> MATERIAL FOR THIS TASK
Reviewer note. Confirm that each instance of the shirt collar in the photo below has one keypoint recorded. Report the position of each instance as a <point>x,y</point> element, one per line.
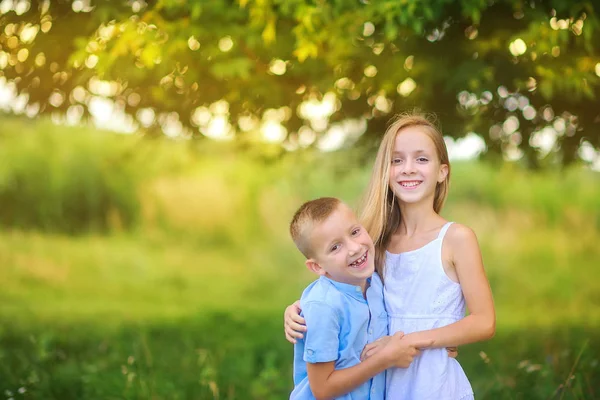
<point>351,290</point>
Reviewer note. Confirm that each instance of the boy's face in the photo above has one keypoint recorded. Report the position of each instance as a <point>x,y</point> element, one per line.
<point>342,249</point>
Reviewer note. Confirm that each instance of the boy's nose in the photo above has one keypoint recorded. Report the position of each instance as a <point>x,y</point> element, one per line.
<point>354,247</point>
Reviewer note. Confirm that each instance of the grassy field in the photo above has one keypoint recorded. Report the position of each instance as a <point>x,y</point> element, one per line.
<point>186,300</point>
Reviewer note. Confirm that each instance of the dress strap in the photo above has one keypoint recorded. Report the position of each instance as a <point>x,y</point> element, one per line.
<point>444,230</point>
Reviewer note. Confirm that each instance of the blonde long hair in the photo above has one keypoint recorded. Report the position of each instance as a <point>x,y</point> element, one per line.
<point>380,214</point>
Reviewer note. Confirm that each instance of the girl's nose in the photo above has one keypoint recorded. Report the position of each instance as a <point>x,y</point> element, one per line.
<point>409,167</point>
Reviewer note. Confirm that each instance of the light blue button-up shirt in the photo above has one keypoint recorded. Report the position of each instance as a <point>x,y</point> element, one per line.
<point>340,323</point>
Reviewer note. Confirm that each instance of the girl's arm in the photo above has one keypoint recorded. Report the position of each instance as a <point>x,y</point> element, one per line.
<point>293,323</point>
<point>480,324</point>
<point>326,382</point>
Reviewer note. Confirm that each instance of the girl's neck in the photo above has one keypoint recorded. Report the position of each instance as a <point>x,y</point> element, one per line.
<point>417,217</point>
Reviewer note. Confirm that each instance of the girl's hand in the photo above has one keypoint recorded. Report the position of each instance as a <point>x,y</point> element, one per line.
<point>293,323</point>
<point>372,348</point>
<point>452,352</point>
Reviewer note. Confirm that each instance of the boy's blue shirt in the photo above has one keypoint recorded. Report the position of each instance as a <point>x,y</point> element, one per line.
<point>340,323</point>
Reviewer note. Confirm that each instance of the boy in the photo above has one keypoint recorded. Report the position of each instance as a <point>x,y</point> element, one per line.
<point>343,309</point>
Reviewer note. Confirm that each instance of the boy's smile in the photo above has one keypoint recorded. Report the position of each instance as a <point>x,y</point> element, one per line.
<point>342,249</point>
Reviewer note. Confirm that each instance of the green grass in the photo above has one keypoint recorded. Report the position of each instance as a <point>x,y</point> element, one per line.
<point>187,302</point>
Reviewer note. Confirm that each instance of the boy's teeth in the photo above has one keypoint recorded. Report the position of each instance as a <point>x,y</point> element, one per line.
<point>359,261</point>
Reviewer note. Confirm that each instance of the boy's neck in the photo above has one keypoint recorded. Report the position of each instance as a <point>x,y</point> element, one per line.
<point>363,285</point>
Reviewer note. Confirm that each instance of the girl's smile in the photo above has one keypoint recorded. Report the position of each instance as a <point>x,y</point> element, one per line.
<point>409,185</point>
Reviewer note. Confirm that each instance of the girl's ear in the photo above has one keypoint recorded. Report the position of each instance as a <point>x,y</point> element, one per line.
<point>443,173</point>
<point>313,266</point>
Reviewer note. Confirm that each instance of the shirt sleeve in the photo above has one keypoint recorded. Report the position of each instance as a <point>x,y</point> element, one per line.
<point>323,331</point>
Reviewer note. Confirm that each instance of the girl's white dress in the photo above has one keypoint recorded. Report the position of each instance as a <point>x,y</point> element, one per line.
<point>419,296</point>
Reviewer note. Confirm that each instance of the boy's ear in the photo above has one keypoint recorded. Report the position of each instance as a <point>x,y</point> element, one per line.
<point>313,266</point>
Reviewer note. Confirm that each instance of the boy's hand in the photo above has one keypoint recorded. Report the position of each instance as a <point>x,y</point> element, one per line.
<point>293,323</point>
<point>373,348</point>
<point>401,351</point>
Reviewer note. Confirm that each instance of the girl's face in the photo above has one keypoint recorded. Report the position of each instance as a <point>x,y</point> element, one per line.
<point>416,169</point>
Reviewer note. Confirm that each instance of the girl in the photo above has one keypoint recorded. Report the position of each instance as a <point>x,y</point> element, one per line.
<point>430,267</point>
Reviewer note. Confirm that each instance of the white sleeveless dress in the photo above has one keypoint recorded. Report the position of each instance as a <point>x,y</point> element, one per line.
<point>419,296</point>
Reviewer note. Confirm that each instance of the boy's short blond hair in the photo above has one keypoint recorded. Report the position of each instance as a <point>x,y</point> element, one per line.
<point>310,213</point>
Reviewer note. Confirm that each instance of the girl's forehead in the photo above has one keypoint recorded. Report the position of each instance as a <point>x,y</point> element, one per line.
<point>413,138</point>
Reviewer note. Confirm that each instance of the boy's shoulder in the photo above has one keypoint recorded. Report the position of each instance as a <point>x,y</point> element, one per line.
<point>322,291</point>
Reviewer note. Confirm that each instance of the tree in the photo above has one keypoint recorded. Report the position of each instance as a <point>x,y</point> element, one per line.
<point>505,69</point>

> AIM
Lay out the lines above, from the line containing "Reviewer note. Confirm that each instance of the girl's forehead" through the line containing "<point>322,291</point>", both included, as a JSON list of strings with one string per line. Leave out any blank lines.

> RESULT OF THE EXERCISE
[
  "Reviewer note. Confirm that each instance of the girl's forehead in the photo above has one keypoint recorded. Report the position of each instance as a <point>x,y</point> element, one per line.",
  "<point>413,138</point>",
  "Reviewer note. Confirm that each instance of the boy's shoulder in the photo above has one keypoint recorded. Report the position of each instance as a <point>x,y</point> element, one per line.",
  "<point>322,291</point>"
]